* EXERCISE: Please give back, exactly as written, only the line containing "the rear wheel" and every line after it until the data below ends.
^^^^^^^^
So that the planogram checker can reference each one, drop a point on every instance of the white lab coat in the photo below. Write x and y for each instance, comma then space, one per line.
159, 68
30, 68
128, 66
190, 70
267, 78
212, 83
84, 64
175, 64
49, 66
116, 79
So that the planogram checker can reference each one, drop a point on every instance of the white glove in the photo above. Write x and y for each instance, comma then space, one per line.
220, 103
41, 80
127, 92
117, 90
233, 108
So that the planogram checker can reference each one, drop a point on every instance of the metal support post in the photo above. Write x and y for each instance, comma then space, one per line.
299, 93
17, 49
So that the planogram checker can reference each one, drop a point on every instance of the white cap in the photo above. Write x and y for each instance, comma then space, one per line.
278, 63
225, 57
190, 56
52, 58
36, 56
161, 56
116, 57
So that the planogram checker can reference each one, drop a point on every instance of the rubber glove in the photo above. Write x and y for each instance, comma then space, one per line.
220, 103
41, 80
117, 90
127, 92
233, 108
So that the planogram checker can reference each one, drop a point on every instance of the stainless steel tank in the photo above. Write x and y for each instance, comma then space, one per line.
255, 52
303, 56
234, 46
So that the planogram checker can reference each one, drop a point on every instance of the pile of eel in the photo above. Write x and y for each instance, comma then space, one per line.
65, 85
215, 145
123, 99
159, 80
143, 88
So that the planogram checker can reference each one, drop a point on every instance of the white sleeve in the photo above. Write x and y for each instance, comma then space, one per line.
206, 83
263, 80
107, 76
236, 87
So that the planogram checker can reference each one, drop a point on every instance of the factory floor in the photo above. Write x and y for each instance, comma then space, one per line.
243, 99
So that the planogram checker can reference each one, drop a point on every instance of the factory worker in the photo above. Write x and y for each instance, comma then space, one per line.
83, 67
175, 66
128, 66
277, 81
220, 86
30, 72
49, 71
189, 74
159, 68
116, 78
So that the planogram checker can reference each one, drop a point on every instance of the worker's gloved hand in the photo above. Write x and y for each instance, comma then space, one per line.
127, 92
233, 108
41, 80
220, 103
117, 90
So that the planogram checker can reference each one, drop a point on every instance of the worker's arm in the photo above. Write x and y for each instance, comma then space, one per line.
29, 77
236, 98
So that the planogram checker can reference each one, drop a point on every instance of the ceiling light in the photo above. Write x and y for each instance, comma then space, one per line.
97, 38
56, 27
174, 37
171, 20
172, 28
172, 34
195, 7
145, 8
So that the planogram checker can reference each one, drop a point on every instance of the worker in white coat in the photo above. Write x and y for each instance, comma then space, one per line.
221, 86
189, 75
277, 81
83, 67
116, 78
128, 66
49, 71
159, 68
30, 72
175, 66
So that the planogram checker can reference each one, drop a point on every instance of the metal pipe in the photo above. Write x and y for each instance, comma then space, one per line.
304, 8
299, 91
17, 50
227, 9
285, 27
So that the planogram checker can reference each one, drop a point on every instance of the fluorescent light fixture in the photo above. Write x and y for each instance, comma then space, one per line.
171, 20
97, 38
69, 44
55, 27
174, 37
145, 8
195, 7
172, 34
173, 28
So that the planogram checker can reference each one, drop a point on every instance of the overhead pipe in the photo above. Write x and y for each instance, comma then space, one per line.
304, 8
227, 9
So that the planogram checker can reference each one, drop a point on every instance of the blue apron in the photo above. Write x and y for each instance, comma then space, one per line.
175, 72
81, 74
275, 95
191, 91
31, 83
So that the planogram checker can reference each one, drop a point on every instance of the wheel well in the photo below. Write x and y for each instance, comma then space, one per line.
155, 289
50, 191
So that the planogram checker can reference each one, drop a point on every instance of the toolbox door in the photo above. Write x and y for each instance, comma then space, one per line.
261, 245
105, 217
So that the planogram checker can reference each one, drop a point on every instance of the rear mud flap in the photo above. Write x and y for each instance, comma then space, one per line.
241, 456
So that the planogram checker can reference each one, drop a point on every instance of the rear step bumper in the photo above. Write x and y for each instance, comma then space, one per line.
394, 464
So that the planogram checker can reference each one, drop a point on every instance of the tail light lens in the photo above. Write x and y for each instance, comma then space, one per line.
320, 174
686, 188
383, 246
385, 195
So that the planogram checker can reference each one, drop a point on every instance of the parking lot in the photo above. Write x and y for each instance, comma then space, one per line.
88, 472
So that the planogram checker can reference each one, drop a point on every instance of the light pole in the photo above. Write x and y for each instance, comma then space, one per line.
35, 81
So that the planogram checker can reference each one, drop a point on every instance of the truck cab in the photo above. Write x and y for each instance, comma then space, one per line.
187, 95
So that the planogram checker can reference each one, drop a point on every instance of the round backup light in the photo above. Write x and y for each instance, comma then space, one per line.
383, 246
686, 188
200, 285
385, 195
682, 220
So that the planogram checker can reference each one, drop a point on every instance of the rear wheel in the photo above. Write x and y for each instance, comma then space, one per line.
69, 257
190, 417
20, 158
^^^^^^^^
* OUTPUT OF THE EXERCISE:
So that the planogram checker can reference each one, drop a point on every instance of the rear wheel in the photo above. Write x and y for each instance, comma then space, one per line.
69, 257
190, 417
20, 158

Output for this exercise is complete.